Point localization data:
* * * *
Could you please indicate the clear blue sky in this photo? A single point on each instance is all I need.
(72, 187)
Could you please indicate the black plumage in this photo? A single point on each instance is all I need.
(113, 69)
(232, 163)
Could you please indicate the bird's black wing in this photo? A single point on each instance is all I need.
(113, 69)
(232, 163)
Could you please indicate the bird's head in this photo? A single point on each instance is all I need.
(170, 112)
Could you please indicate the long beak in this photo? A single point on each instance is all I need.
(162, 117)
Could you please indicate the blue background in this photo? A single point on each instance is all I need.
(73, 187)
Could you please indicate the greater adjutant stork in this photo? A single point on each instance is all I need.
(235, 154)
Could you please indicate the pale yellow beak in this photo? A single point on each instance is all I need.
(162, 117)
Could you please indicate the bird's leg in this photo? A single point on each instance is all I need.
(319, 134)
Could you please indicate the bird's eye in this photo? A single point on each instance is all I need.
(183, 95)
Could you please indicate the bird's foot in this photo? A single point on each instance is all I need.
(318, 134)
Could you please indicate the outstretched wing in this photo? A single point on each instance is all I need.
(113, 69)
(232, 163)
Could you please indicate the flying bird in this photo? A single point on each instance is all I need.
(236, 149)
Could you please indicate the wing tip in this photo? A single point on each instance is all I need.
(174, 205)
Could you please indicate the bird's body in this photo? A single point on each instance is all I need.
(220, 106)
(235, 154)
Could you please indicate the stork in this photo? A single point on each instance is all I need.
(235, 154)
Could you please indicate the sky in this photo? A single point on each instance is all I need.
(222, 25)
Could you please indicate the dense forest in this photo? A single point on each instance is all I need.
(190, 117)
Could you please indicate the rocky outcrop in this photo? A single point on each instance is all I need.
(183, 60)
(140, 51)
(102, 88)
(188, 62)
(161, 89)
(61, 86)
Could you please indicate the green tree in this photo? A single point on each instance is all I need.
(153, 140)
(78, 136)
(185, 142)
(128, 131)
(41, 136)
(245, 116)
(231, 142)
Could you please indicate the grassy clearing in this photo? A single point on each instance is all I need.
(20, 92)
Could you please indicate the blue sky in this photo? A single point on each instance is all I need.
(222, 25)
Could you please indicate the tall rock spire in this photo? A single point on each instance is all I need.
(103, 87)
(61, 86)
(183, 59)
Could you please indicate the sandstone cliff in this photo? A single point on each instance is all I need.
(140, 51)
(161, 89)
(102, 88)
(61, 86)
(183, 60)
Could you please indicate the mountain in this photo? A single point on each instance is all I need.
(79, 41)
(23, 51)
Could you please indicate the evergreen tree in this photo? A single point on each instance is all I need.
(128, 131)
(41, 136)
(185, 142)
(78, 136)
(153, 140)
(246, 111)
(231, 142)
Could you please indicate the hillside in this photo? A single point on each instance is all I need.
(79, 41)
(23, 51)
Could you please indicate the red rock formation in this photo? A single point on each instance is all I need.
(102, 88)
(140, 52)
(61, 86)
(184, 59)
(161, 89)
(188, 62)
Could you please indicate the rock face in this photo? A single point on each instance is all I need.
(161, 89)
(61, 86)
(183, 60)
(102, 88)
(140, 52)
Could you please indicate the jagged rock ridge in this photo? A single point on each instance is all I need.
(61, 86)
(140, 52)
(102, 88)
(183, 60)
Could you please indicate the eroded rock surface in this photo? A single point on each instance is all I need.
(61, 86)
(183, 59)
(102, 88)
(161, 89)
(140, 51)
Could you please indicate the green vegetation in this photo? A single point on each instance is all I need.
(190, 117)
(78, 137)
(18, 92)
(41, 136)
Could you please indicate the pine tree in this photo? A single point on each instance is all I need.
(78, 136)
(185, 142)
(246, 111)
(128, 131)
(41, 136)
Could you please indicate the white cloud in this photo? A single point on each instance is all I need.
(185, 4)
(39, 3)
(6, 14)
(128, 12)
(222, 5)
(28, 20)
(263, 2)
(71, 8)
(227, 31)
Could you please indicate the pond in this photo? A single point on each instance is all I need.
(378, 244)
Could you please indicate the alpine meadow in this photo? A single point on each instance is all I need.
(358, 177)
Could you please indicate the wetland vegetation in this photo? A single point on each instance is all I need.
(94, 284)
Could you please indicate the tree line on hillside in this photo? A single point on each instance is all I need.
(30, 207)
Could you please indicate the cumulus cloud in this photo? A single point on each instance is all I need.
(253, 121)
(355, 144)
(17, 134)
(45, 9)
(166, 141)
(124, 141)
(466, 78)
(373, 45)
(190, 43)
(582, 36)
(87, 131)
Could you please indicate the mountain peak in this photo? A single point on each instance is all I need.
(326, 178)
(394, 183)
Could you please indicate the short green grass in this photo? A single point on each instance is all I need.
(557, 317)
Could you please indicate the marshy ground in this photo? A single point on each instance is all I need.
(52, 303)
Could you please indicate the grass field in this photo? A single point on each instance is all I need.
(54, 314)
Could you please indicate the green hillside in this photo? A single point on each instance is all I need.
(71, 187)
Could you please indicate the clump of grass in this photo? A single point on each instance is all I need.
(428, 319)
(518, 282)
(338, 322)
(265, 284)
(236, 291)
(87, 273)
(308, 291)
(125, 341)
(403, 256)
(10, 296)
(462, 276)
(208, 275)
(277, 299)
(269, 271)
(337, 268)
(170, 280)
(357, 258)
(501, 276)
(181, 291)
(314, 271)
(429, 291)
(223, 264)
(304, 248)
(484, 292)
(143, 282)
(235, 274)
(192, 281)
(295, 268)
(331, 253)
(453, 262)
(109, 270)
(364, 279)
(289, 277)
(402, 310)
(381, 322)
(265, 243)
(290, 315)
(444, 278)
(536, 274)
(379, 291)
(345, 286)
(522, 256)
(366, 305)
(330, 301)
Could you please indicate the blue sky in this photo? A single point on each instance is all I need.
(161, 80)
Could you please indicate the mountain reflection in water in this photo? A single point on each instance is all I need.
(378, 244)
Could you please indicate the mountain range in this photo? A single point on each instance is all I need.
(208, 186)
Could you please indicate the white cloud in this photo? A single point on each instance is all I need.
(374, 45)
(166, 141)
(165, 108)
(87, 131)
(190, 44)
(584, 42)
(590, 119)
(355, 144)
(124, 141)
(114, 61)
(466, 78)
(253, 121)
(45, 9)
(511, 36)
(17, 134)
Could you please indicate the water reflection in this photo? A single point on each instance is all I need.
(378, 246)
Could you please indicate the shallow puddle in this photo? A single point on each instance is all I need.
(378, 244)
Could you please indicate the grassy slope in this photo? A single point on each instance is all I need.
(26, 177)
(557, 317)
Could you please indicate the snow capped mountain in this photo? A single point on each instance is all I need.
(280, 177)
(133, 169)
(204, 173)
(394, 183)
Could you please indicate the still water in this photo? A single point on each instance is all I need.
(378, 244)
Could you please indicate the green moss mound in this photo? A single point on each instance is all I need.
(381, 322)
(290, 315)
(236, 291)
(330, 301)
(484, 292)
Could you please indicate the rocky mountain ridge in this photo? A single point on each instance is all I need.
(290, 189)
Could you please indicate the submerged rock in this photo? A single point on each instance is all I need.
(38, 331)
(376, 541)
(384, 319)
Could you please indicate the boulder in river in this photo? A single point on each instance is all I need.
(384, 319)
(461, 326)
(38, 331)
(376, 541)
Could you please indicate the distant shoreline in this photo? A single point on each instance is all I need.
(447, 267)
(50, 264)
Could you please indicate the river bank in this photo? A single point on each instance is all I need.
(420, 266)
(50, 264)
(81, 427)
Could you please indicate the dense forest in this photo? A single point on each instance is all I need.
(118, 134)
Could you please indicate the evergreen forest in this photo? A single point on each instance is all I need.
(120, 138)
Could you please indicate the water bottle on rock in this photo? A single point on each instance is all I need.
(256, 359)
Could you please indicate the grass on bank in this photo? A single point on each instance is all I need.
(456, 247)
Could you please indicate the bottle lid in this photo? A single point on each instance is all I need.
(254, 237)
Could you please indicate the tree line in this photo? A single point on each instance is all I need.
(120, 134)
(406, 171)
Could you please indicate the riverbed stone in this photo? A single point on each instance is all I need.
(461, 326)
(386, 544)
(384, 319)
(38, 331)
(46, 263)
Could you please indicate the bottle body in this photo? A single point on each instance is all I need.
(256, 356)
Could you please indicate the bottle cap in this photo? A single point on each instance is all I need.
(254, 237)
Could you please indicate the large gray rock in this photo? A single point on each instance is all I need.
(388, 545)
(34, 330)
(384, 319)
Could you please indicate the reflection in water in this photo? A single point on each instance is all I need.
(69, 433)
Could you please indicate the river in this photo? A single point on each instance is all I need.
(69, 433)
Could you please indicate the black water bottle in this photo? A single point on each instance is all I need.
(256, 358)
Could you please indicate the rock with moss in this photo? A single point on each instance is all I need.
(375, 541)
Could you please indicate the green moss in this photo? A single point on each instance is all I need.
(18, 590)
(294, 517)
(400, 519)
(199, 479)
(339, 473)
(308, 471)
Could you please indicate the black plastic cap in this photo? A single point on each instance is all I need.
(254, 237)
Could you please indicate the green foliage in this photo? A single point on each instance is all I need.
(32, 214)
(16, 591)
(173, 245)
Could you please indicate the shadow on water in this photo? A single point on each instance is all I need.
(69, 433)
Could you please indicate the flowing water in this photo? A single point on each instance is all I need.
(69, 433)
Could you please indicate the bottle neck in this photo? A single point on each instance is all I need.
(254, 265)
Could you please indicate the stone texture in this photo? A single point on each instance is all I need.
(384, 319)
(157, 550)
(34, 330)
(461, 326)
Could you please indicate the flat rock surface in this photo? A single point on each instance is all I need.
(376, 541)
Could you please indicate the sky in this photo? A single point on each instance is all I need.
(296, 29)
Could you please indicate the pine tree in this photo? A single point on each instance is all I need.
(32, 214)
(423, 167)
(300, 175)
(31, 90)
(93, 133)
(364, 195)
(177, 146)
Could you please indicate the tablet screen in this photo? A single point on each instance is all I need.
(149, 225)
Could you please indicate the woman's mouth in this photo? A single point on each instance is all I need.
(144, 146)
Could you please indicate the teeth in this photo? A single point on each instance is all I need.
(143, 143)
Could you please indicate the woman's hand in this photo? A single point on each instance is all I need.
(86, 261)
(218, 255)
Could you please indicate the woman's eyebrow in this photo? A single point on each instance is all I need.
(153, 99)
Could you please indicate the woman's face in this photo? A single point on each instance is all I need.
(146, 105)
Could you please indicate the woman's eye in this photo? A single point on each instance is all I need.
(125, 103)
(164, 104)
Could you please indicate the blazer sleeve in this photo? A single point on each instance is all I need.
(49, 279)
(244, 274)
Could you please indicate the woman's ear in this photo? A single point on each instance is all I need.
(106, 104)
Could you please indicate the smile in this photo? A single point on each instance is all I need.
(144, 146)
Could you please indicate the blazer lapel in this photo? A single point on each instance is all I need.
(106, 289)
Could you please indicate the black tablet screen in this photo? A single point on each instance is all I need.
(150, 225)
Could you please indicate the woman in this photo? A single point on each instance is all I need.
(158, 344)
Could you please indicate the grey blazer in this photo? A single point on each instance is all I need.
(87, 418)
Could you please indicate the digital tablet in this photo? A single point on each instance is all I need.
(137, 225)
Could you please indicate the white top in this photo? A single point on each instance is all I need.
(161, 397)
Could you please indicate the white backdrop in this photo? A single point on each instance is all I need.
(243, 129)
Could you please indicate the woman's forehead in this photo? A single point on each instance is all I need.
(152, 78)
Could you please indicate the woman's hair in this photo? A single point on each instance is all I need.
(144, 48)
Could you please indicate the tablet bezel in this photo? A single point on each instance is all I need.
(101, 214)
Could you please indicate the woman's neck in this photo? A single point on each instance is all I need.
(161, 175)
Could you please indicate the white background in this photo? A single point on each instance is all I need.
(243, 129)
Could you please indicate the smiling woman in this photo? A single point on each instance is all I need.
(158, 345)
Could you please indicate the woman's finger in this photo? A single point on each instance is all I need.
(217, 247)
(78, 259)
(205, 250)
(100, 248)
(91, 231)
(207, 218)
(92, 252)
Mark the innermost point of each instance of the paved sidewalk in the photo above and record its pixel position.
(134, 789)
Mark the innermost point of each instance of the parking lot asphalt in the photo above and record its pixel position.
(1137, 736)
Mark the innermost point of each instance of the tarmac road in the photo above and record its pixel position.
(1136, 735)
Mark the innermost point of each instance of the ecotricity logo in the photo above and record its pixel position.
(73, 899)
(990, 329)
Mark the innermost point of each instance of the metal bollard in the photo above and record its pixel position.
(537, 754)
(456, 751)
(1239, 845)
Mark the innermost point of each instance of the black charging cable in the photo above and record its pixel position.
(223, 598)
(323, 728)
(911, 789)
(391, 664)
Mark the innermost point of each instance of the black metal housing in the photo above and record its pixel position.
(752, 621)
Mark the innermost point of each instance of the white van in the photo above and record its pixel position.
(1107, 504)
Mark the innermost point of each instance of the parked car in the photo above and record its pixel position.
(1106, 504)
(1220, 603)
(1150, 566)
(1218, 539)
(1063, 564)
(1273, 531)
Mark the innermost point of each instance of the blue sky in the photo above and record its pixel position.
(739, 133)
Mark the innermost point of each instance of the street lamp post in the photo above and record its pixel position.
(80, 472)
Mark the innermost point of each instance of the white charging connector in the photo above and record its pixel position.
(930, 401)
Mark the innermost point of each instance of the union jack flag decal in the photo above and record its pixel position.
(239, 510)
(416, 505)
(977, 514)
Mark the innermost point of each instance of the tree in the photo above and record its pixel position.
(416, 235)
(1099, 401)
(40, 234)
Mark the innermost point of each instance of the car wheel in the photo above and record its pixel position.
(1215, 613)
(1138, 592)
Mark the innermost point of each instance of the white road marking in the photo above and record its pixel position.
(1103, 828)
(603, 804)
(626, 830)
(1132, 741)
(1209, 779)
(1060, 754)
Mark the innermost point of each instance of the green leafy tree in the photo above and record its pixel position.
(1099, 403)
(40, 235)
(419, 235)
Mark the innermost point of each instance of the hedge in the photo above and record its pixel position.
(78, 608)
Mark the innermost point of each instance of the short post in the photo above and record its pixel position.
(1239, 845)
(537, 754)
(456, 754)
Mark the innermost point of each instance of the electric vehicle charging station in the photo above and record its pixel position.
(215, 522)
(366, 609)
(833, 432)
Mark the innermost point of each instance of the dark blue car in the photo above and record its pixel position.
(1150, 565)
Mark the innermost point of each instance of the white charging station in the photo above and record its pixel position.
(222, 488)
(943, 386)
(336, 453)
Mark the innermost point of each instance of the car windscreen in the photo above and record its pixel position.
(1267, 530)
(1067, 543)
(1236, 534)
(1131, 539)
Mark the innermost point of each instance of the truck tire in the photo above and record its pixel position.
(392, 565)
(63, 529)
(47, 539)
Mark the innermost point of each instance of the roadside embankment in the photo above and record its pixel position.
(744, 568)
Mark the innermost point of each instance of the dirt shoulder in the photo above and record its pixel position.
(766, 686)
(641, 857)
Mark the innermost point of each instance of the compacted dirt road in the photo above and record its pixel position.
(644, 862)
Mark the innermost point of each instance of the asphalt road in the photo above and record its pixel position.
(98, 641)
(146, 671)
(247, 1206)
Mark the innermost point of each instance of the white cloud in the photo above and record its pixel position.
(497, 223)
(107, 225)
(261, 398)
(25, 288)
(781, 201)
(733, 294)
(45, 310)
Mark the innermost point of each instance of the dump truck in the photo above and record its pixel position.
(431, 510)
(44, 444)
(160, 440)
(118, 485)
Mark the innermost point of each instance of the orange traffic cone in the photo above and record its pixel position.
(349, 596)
* * * *
Exercise: Please write out only the lines from the one containing "Mark the innermost point of each instance of the dump" to the end of the records above, exactly, both ends included.

Task answer:
Mark the innermost point of each instance of the dump truck in the photo above and record its pixel position.
(431, 510)
(44, 444)
(160, 440)
(118, 485)
Mark the innermost point of each instance of the orange traffic cone in the photo above and record its pixel position.
(349, 596)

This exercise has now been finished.